What you should do —
Repeat the records exactly. Every line must match.

___

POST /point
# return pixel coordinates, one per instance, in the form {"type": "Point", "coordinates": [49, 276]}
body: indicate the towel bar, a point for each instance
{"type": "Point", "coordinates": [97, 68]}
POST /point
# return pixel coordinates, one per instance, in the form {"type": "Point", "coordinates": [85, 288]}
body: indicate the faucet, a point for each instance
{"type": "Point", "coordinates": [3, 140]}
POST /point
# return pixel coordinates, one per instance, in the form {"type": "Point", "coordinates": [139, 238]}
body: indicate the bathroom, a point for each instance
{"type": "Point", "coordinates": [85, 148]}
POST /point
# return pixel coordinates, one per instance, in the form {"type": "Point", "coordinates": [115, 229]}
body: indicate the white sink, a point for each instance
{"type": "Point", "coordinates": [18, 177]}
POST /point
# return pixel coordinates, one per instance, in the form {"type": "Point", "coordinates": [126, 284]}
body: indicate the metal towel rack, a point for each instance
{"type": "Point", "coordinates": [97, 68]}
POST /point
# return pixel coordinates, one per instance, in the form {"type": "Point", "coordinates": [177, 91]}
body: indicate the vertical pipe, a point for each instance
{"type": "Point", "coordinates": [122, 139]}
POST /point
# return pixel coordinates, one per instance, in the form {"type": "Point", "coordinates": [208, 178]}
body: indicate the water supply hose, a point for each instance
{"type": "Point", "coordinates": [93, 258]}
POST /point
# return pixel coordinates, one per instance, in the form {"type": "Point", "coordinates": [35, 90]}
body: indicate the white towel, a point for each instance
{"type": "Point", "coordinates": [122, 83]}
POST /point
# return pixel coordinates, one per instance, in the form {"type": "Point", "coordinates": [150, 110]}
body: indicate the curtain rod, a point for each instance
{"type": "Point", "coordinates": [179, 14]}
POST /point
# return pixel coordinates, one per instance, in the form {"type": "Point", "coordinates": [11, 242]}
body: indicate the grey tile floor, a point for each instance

___

Output for this exercise —
POST /point
# return pixel coordinates, one per instance, in the form {"type": "Point", "coordinates": [49, 276]}
body: indicate the towel bar, a point for each instance
{"type": "Point", "coordinates": [97, 68]}
POST /point
# return pixel coordinates, one per instance, in the form {"type": "Point", "coordinates": [85, 288]}
body: indicate the faucet, a point for each instance
{"type": "Point", "coordinates": [3, 140]}
POST /point
# return pixel coordinates, one per instance, in the form {"type": "Point", "coordinates": [139, 238]}
body: indicate the bathroom, a point for each instance
{"type": "Point", "coordinates": [85, 148]}
POST /point
# return pixel coordinates, one per instance, in the form {"type": "Point", "coordinates": [115, 229]}
body: indicate the white sink, a point for each instance
{"type": "Point", "coordinates": [18, 177]}
POST /point
# return pixel coordinates, one per instance, in the form {"type": "Point", "coordinates": [126, 284]}
body: indicate the metal towel rack, a point for each instance
{"type": "Point", "coordinates": [97, 68]}
POST /point
# return pixel coordinates, one per instance, in the form {"type": "Point", "coordinates": [177, 91]}
body: indicate the vertical pipe, a point for each instance
{"type": "Point", "coordinates": [122, 139]}
POST /point
# return pixel coordinates, one per instance, in the form {"type": "Point", "coordinates": [208, 178]}
body: indicate the water supply hose, a point for each instance
{"type": "Point", "coordinates": [93, 258]}
POST /point
# return pixel coordinates, one per instance, in the form {"type": "Point", "coordinates": [35, 90]}
body: indicate the white towel, a point for each instance
{"type": "Point", "coordinates": [122, 83]}
POST /point
# return pixel coordinates, one per instance, in the form {"type": "Point", "coordinates": [150, 110]}
body: indicate the curtain rod, a point for each instance
{"type": "Point", "coordinates": [179, 14]}
POST /point
# return pixel coordinates, one per instance, in the form {"type": "Point", "coordinates": [11, 242]}
body: indicate the grey tile floor, a point for each instance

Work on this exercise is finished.